### PASSAGE TO READ:
------------------------------------------------------------

“”… we should mandate dial-up internet connections for all rooms that house humanities departments and the re-appropriation of network power to the people who actually make contributions to humanity: the mathematicians, engineers,and scientists.”
This was a comment by some truly “eloquent” person in response to an article called “The Pleasure of Seeing the Deserving Fail” found in The Chronicle for Higher Education (The Pleasure of Seeing the Deserving Fail – Do Your Job Better – The Chronicle of Higher Education). Once my eyes stopped bugging out of my head and I was able to close my dropped jaw, I began to think about a world where people only focused on science, math, and engineering. Or a world where people in the humanities were not contributors to society in any way. That world, my friends, would not be my choice of homes.

------------------------------------------------------------

### SOURCE DATA:

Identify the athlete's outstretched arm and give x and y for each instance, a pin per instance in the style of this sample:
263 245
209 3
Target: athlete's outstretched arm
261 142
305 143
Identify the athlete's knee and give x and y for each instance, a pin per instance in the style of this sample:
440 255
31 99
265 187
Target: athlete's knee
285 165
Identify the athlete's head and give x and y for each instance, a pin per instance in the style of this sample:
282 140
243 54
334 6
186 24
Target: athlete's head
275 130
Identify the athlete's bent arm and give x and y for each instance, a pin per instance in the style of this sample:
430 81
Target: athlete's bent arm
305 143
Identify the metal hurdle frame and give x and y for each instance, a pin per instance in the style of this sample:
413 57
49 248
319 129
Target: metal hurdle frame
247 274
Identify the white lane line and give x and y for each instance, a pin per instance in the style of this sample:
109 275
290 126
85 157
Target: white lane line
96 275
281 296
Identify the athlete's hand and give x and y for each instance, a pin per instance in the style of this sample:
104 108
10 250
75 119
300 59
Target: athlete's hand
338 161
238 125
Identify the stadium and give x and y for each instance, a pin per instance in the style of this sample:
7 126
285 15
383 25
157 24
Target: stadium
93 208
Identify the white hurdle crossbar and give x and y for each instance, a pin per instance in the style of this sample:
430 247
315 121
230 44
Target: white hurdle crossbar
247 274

------------------------------------------------------------

### WHAT TO DO:
Render into Spanish the sentence "That world, my friends, would not be my choice of homes." from the passage defending the humanities. The records were taken from a different source than the text.

### RESULT:
Ese mundo, amigos míos, no sería el hogar que yo elegiría.